= Exercise =
Examine the entries and show every line in which the word "instance" is found.

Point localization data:
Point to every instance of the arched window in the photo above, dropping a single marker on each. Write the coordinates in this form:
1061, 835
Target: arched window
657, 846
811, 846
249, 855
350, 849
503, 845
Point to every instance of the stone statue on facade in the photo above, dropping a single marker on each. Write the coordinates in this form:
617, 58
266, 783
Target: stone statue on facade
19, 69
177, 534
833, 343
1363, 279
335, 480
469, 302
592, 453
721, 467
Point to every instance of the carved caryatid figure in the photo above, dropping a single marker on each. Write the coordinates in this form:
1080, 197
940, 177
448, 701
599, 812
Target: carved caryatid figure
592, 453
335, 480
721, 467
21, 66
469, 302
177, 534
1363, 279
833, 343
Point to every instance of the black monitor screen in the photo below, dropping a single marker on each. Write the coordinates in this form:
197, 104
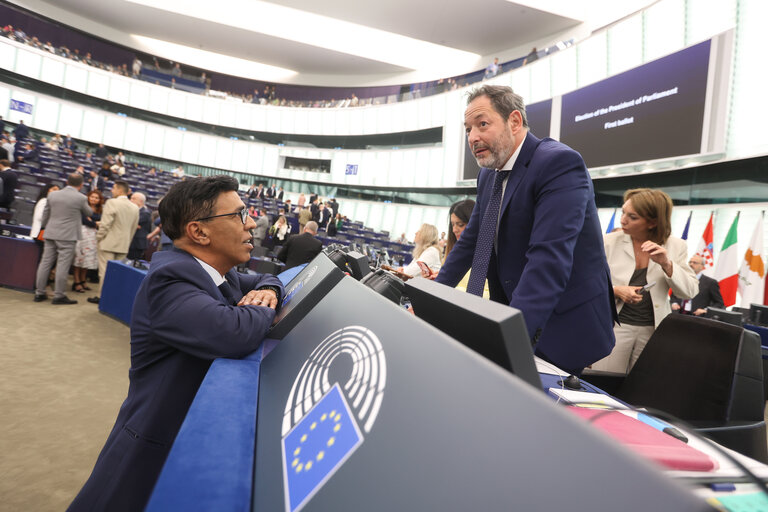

= Worked solution =
Point to every instance of the arched window in the photo above, dropping a single marker on each. Write the coordinates in this form:
Point to every instance of the stone statue on facade in the photo above, dropping a single marker on each. Write the coordinates in this form:
Point to every instance of the carved caryatid figure in the photo above, dropping a single marker on each. Write the coordinates in this form:
Point to every instance of the black monitor screen in the photo below, dropping a single marker on each. Write the coordinates in this form:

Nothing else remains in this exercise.